• **What to work on**
Return the full listing exactly as it is written.

+ + + + + + +

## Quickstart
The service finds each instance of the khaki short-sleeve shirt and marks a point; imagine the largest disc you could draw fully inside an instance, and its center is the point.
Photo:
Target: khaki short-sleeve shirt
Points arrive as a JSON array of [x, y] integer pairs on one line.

+ + + + + + +

• **Solution**
## Quickstart
The service finds each instance of the khaki short-sleeve shirt and marks a point; imagine the largest disc you could draw fully inside an instance, and its center is the point.
Photo:
Target: khaki short-sleeve shirt
Points arrive as a JSON array of [x, y] integer pairs on one line.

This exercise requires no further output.